## [WORK ITEM]
Locate the line that contains "Target: boy's sandal" in the entries below, then repeat it and every following line through the line that contains "Target: black letter board sign", exactly, and no others.

## [DATASET EXTRACT]
☆ ☆ ☆ ☆ ☆
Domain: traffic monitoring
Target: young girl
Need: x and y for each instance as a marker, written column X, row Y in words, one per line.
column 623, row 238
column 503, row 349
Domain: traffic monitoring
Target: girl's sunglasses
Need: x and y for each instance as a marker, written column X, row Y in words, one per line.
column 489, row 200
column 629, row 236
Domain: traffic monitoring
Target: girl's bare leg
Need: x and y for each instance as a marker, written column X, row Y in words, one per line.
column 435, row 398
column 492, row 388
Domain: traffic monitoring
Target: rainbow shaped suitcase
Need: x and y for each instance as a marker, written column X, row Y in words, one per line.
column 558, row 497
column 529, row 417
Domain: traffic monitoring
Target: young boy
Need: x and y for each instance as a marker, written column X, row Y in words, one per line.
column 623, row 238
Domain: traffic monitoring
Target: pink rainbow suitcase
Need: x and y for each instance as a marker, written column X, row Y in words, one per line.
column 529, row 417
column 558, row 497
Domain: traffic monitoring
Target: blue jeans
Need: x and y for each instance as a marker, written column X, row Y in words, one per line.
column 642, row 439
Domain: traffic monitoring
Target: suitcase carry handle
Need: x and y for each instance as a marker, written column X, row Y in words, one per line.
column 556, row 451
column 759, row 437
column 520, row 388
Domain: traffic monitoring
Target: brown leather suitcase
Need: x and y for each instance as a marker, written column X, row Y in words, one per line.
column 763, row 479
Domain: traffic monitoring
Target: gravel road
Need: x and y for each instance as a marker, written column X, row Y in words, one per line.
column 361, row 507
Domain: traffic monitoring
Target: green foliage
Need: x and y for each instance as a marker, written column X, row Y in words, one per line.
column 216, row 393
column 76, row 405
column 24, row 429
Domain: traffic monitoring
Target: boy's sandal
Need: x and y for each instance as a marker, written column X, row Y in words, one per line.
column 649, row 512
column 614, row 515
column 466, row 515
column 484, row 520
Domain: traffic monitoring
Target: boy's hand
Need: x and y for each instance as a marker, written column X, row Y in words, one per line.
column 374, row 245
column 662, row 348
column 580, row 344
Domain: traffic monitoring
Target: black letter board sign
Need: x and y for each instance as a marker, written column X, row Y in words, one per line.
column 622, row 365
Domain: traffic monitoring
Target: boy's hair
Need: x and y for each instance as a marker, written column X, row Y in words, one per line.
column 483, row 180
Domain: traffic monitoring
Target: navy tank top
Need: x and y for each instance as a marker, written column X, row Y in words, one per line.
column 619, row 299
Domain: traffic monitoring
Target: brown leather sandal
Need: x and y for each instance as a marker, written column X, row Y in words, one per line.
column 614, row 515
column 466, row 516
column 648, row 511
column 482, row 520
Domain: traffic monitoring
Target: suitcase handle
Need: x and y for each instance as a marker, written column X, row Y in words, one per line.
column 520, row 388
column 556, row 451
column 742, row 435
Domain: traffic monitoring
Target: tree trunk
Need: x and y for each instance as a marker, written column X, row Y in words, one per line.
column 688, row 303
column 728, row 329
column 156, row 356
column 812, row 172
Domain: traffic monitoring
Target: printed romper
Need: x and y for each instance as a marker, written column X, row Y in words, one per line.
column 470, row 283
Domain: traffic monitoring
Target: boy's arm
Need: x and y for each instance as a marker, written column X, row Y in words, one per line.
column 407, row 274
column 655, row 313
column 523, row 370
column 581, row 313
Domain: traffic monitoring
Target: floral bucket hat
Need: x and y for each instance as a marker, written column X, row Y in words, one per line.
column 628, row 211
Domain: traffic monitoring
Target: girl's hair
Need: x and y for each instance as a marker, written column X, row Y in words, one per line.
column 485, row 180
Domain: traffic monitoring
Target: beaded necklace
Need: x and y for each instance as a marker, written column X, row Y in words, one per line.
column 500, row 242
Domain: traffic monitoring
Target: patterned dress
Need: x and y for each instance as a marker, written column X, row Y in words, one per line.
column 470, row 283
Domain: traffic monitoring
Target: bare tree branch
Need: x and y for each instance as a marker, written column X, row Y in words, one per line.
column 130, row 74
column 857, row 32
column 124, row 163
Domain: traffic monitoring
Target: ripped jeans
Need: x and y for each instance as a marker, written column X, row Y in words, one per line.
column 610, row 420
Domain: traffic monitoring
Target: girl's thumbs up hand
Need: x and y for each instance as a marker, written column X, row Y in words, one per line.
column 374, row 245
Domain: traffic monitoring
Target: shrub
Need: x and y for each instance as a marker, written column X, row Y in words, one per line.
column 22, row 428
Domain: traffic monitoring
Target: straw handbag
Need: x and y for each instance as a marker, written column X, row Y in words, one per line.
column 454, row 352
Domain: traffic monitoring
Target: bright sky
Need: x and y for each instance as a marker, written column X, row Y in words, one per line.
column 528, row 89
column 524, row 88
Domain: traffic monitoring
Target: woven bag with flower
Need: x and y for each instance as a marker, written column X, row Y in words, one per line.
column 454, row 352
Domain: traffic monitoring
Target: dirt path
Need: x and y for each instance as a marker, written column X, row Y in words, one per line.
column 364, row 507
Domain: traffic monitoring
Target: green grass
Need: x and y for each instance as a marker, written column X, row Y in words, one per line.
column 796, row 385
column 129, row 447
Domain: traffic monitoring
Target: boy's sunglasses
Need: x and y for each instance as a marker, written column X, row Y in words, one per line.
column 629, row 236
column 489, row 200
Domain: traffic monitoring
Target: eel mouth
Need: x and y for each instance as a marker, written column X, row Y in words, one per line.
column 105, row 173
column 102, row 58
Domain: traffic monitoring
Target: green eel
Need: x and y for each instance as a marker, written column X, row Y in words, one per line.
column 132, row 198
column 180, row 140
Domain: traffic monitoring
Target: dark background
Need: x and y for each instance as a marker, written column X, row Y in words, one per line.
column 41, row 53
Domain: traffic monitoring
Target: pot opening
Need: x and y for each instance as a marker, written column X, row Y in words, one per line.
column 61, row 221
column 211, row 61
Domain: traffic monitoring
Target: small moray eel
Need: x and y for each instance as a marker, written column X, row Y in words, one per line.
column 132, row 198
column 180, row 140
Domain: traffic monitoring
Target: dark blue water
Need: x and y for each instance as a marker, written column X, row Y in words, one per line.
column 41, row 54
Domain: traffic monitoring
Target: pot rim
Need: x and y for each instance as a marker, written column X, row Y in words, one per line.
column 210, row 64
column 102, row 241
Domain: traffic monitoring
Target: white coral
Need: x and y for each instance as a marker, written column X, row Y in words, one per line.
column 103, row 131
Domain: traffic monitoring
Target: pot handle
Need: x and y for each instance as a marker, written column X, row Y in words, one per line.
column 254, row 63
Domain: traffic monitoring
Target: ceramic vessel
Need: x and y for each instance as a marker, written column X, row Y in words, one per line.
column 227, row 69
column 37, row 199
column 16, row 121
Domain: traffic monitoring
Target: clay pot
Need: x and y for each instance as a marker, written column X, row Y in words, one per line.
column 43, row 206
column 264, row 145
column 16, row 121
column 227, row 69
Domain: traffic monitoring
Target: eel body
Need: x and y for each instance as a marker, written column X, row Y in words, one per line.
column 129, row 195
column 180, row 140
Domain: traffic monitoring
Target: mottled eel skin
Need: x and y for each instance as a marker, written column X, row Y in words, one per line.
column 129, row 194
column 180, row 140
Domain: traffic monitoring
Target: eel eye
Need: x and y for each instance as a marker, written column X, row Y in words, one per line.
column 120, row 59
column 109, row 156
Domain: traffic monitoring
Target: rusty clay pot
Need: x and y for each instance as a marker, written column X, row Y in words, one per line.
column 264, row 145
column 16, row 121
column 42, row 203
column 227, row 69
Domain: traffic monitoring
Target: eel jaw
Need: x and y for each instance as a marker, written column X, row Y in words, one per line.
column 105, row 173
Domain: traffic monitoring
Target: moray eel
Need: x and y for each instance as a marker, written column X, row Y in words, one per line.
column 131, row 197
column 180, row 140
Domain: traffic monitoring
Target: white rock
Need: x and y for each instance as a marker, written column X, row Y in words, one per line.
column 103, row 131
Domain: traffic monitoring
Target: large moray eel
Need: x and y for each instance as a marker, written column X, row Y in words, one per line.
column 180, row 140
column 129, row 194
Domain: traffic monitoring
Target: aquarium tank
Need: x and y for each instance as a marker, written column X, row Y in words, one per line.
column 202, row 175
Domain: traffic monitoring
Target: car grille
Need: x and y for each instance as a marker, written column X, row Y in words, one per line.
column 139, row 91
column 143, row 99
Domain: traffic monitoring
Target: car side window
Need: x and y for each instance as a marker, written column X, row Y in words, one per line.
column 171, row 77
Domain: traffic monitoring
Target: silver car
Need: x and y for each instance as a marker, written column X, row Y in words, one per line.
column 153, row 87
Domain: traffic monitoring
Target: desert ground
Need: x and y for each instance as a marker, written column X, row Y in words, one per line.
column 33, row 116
☆ ☆ ☆ ☆ ☆
## [WRITTEN ANSWER]
Target: boy's sandal
Need: x and y for each instance as a marker, written column X, row Y in words, one per line.
column 649, row 512
column 614, row 515
column 466, row 515
column 484, row 520
Domain: traffic monitoring
Target: boy's hand
Need: x and y for each instance as a marker, written column X, row Y in words, one per line.
column 374, row 245
column 662, row 348
column 580, row 344
Domain: traffic monitoring
Target: black letter board sign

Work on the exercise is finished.